:: SELECTED PASSAGE ::
Project Overview
Annual Reports
Commodities
- Agronomic: corn, oats, soybeans, grass (misc. perennial), hay
- Vegetables: sweet potatoes, peas (culinary)
- Additional Plants: trees
- Animals: bovine
- Animal Products: dairy
Practices
- Animal Production: feed/forage
- Crop Production: agroforestry, forestry, no-till, terraces
- Education and Training: focus group, on-farm/ranch research, participatory research
- Farm Business Management: budgets/cost and returns, agricultural finance
- Natural Resources/Environment: biodiversity, hedges - grass, grass waterways, habitat enhancement, indicators, riparian buffers, riverbank protection, soil stabilization, wildlife
- Production Systems: agroecosystems
- Sustainable Communities: partnerships, public participation, sustainability measures
Abstract:
This project furthered the application of sound research to fair farm policy through the development of a universal farm cost-benefits analysis, on-farm research on the agronomic consequences of citizen-derived land use changes, and a campaign to educate through presentations, field events, peer-reviewed journal publications, web pages, fact sheets, and a watershed committee. Use of the “multiple benefits” lens through which to view agriculture and its myriad public goods has increased as a result. Organized public education is shaping the Conservation Security Program to better encourage and pay for stewardship outcomes; this work informs the mounting effort to improve the CSP in the 2007 Farm Bill.

:: EXERCISE AIM ::
Write the next part of the farm policy project summary, picking up right after the abstract's final sentence.

:: GIVEN INFORMATION ::
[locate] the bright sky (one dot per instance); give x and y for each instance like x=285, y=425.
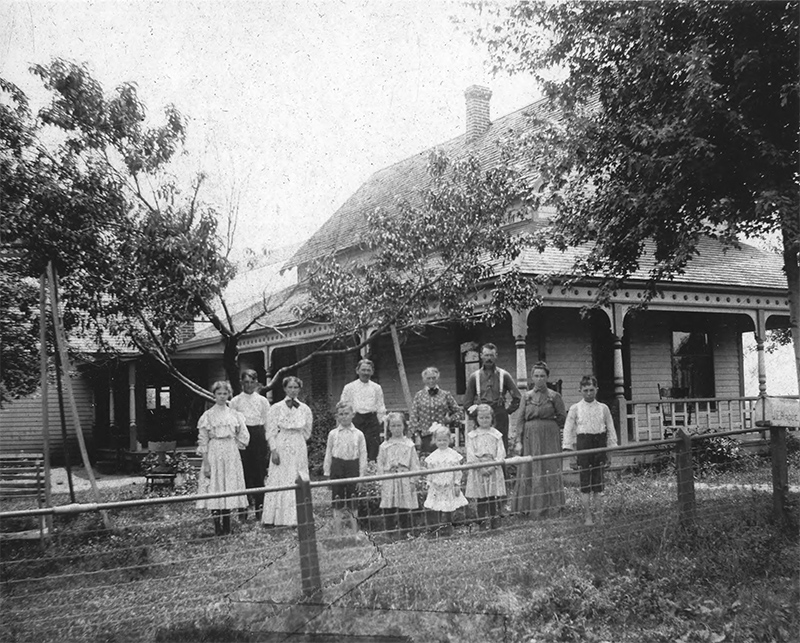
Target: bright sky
x=292, y=104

:: OUTPUT BELOW ::
Introduction:
It is economically and environmentally beneficial to shift agriculture toward more diverse systems on actively farmed land - and if financial incentives motivate change, citizens are very willing to pay (Multiple Benefits of Agriculture Phase I executive summary).
But how? Current federal farm policies primarily subsidize commodity-based production. Since income subsidies are determined in part by acreage in major row crops, the incentives offered by these policies discourage breaking out of the mold of conventional agriculture. These are the very same farming systems that have been found to contribute to environmental problems such as the hypoxia zone in the Gulf of Mexico (CAST 1999), soil loss, water contamination, stream bank destruction, habitat degradation, and economic and social problems such as price depression, loss of independent family farms from the region, and the decline of rural communities (Randall 2001).
At the same time, conservation policies have attempted to mitigate some of these same environmental problems by providing cost-share programs to improve farming practices and for land retirement. Major benefits have been realized by these programs, especially in terms of soil conservation, wildlife habitat, and the removal of fragile lands from production. They don’t, however, adequately address working landscapes - the 50% of private lands (excluding Alaska) in the United States that are managed for crops, range, and/or pasture use (Heard et al. 2000). While soil erosion has slowed and pockets of farm country can report biological improvements, the dominant story is one of environmental decline.
Simultaneously addressing the social issues and major environmental problems resulting from conventional farming will require the adoption of a different vision in agricultural policy.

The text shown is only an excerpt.